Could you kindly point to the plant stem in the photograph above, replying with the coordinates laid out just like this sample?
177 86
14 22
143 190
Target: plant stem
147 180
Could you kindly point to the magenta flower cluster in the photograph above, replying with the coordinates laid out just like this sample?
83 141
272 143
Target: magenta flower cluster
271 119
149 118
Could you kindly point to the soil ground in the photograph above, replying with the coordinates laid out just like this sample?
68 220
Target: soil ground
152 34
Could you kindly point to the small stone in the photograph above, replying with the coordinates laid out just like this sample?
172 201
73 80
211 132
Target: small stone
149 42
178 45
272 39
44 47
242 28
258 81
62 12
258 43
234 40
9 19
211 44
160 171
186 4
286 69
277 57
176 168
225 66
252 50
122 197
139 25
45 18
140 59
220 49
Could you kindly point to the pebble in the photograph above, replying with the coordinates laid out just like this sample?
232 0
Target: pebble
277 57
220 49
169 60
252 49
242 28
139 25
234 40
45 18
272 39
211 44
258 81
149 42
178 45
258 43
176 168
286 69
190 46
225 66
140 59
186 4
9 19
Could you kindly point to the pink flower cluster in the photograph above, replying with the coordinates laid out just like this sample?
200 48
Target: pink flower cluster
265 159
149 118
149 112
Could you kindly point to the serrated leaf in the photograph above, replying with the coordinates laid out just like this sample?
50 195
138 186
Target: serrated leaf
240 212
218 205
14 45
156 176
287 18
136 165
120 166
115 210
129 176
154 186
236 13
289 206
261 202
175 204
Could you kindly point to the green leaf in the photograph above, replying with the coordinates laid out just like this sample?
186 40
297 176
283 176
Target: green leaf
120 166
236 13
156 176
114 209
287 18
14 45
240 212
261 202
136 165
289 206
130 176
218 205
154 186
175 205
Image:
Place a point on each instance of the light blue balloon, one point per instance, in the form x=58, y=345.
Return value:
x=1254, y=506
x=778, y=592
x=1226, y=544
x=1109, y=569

###

▶ [WHAT THIS TASK INVOLVES]: Turn every line of the listing above into a JSON list of strings, one string per line, and leave out any blank lines.

▶ [RESULT FOR THIS EXERCISE]:
[
  "Could you kindly point to the plant stem in the photograph above, replying with the coordinates laid out just like this sample?",
  "177 86",
  "14 22",
  "143 190",
  "Target: plant stem",
  "147 180",
  "Could you kindly point to the magenta flower cluster in the photograph above, replying with the coordinates laid out just like this sample?",
  "83 141",
  "272 143",
  "Target: magenta flower cluster",
  "271 119",
  "149 118",
  "Could you kindly point to the soil ground in the photograph above, replying with the coordinates laid out just like this sample?",
  "68 220",
  "Target: soil ground",
  "152 34",
  "Could you kindly point to the small stone in the photograph above, replying with the coordinates laid out just like this sample?",
  "172 201",
  "73 80",
  "211 132",
  "Target: small stone",
  "149 42",
  "178 45",
  "272 39",
  "44 47",
  "242 28",
  "258 81",
  "62 12",
  "258 43",
  "234 40",
  "9 19",
  "211 44",
  "160 171",
  "186 4",
  "286 69",
  "277 57",
  "176 168",
  "225 66",
  "252 50",
  "122 197",
  "139 25",
  "45 18",
  "140 59",
  "220 49",
  "Could you kindly point to the pebble in the photograph above, replying with the coordinates laid out just like this sample?",
  "232 0",
  "Target: pebble",
  "277 57",
  "220 49",
  "169 60",
  "252 49",
  "242 28",
  "139 25",
  "234 40",
  "45 18",
  "272 39",
  "211 44",
  "258 81",
  "149 42",
  "178 45",
  "258 43",
  "176 168",
  "286 69",
  "190 46",
  "225 66",
  "140 59",
  "186 4",
  "9 19",
  "Could you kindly point to the pink flower cluster in the photograph above, replying with the coordinates laid out just like this sample?",
  "200 48",
  "Target: pink flower cluster",
  "265 159",
  "149 118",
  "149 112",
  "Could you kindly point to the serrated leaf in the photograph above, replying with the coordinates laid out just like this sample?",
  "50 195",
  "138 186",
  "Target: serrated leaf",
  "240 212",
  "218 205",
  "14 45",
  "156 176",
  "287 18",
  "136 165",
  "120 166",
  "115 210",
  "129 176",
  "154 186",
  "236 13",
  "289 206",
  "261 202",
  "175 204",
  "Could you kindly point to the green leaf in the photograph above, replying with the coordinates laid out just like this sample?",
  "186 40",
  "297 176",
  "283 176",
  "Target: green leaf",
  "120 166",
  "236 13",
  "156 176",
  "114 209",
  "287 18",
  "14 45",
  "240 212",
  "261 202",
  "136 165",
  "289 206",
  "130 176",
  "218 205",
  "154 186",
  "175 205",
  "Image:",
  "Place a point on each instance of the light blue balloon, one point per instance, in the form x=58, y=345.",
  "Return value:",
  "x=1254, y=506",
  "x=778, y=592",
  "x=1226, y=544",
  "x=1109, y=569"
]